● What you need to do
Lines below that include the word "sailboat" should each be copied.
____________
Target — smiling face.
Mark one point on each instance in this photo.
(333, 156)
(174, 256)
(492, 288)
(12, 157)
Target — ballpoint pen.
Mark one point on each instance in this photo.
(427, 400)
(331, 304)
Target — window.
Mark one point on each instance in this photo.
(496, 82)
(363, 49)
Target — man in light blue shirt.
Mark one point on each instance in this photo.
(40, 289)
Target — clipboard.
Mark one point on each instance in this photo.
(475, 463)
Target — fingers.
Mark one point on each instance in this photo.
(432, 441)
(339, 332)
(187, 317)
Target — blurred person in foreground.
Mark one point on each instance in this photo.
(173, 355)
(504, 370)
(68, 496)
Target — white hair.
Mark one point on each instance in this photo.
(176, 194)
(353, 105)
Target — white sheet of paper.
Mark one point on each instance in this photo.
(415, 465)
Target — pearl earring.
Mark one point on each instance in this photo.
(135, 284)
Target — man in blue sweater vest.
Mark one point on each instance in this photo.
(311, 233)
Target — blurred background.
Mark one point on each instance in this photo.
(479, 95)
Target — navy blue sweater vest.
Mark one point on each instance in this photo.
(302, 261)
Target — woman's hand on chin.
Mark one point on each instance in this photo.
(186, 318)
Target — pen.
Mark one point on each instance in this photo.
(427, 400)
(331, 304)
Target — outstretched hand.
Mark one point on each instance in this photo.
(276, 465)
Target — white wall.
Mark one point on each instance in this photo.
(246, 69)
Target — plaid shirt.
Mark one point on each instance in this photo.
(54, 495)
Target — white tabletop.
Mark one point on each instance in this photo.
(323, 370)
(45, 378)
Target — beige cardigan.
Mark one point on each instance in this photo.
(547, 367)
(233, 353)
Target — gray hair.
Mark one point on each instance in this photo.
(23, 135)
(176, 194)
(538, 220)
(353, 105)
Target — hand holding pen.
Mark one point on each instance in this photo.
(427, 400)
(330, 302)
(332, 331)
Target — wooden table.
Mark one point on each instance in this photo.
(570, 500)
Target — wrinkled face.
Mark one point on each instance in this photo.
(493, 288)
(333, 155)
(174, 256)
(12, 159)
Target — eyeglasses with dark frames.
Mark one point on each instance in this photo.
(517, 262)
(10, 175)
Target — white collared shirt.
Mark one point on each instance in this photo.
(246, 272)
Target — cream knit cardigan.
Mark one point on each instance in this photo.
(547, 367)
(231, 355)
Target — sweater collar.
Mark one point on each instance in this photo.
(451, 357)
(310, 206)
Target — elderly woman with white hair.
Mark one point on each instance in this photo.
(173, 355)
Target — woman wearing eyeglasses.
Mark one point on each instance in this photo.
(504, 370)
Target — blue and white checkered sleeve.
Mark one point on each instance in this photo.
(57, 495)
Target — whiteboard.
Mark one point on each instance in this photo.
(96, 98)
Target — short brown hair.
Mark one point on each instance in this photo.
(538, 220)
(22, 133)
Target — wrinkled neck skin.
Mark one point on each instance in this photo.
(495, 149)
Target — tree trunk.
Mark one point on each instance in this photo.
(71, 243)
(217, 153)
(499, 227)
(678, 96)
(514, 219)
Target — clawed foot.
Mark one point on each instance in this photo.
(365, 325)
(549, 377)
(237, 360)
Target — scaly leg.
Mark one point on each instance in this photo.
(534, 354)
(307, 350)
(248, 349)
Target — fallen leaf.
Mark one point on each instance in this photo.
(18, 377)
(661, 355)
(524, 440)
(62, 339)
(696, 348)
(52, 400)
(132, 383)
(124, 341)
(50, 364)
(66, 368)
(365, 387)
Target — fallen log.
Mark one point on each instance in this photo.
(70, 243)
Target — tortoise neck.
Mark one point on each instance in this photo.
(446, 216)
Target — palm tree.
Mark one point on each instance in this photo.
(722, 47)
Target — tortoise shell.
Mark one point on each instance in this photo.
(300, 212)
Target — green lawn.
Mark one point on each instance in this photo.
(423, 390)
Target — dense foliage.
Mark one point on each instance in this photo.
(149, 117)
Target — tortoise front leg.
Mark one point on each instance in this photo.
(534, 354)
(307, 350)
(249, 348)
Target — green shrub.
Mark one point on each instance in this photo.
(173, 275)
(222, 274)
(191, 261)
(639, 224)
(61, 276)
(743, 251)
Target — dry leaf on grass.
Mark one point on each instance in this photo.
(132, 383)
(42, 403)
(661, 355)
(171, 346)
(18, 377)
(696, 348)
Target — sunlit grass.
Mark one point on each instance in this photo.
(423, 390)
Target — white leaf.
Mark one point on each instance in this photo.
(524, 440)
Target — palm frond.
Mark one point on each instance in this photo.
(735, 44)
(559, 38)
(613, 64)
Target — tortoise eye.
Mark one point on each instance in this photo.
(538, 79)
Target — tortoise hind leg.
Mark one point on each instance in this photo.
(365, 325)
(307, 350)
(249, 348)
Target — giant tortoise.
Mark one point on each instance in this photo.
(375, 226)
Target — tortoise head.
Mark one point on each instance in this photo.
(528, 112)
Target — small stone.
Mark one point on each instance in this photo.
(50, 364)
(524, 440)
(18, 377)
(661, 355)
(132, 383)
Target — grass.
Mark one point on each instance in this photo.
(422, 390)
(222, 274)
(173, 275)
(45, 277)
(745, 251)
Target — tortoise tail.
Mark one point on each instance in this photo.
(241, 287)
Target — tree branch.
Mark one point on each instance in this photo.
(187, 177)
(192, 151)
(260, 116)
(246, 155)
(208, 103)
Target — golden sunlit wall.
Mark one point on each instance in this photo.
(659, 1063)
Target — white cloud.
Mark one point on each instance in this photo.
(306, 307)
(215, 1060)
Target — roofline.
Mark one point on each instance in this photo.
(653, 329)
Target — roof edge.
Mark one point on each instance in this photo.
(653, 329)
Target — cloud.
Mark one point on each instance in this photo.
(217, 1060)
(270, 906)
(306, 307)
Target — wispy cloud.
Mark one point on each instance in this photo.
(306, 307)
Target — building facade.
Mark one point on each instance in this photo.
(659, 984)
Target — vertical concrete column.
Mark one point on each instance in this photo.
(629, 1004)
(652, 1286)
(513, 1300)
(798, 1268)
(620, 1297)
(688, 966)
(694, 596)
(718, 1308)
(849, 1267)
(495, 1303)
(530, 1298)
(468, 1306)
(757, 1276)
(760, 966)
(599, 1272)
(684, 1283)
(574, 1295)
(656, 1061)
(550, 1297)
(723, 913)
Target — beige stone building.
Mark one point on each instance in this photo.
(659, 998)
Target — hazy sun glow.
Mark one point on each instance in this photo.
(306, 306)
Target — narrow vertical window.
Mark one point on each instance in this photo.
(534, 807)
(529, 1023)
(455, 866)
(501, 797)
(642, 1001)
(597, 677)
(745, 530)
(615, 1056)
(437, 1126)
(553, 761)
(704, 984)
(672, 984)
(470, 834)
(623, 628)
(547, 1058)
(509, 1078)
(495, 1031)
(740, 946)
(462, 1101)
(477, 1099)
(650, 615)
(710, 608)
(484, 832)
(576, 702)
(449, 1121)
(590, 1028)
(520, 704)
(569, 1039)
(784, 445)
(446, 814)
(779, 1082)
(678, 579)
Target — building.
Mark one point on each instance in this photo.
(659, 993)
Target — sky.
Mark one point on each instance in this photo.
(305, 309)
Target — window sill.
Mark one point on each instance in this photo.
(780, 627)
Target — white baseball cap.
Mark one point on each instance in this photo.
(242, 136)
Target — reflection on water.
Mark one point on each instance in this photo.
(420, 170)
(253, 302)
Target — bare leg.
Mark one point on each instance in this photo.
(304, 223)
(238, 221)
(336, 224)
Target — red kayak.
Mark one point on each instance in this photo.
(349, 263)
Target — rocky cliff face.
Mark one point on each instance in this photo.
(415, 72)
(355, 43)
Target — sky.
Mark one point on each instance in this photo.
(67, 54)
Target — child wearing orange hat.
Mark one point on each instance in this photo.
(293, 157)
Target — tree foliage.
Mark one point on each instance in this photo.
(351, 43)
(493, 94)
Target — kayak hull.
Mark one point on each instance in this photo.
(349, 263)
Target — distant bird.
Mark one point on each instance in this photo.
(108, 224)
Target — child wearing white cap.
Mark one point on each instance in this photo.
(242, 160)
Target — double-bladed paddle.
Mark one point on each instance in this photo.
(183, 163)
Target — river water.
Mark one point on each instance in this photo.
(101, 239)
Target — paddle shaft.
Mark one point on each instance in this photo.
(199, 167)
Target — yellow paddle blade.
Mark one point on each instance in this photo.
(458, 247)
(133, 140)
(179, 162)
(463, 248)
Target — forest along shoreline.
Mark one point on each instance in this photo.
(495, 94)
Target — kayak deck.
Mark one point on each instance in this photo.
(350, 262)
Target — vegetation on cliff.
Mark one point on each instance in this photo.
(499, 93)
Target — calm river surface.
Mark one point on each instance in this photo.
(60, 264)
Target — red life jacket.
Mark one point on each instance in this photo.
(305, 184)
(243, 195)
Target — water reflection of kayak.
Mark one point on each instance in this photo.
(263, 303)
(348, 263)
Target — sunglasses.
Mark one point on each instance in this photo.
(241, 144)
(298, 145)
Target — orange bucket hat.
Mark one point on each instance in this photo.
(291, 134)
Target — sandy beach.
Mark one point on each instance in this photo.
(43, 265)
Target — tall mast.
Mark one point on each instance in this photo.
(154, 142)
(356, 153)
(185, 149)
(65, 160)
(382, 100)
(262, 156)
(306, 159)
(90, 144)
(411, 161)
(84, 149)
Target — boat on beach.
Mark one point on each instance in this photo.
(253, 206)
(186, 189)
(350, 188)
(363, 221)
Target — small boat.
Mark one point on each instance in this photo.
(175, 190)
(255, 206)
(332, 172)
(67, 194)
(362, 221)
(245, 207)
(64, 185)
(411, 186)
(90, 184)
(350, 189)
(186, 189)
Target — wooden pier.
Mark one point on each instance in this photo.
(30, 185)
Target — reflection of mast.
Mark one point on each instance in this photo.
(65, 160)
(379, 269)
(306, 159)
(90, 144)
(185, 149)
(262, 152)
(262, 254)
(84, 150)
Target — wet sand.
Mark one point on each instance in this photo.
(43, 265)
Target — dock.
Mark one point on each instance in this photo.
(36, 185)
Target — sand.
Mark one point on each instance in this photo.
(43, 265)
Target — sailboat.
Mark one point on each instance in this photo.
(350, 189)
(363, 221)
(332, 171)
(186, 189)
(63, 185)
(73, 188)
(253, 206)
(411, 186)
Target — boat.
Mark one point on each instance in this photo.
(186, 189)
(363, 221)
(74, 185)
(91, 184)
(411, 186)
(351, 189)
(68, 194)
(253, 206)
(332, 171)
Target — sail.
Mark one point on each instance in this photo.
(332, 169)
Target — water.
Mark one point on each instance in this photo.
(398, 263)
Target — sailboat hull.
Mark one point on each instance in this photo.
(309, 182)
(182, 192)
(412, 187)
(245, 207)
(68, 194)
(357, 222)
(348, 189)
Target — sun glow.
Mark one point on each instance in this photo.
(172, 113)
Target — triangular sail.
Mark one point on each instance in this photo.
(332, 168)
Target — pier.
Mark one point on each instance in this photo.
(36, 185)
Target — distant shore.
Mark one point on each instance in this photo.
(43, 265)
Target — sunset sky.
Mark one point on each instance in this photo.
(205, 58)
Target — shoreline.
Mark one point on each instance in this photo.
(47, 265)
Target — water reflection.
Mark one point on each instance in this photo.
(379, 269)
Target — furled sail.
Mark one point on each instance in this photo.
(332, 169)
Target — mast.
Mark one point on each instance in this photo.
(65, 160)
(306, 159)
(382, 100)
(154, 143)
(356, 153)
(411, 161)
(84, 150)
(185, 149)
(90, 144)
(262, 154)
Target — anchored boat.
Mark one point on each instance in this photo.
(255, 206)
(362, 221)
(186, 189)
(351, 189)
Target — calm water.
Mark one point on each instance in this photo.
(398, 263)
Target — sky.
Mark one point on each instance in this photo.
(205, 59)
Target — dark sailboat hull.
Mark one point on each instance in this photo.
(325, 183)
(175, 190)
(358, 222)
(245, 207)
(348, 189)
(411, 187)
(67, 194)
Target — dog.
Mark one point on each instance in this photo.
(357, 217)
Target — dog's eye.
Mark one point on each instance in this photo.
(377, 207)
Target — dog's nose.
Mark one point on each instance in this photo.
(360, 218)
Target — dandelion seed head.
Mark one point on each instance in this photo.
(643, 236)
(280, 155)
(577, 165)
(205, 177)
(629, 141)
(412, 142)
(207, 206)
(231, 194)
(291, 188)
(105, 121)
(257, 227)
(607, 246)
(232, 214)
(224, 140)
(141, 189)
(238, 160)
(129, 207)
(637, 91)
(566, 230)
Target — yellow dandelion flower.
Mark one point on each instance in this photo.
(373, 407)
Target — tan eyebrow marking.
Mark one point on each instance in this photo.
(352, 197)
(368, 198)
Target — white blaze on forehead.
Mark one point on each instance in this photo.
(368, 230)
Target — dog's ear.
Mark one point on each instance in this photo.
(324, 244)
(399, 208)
____________
● Response area
Target — sailboat.
Target — sailboat hull.
Target — dark sailboat hull.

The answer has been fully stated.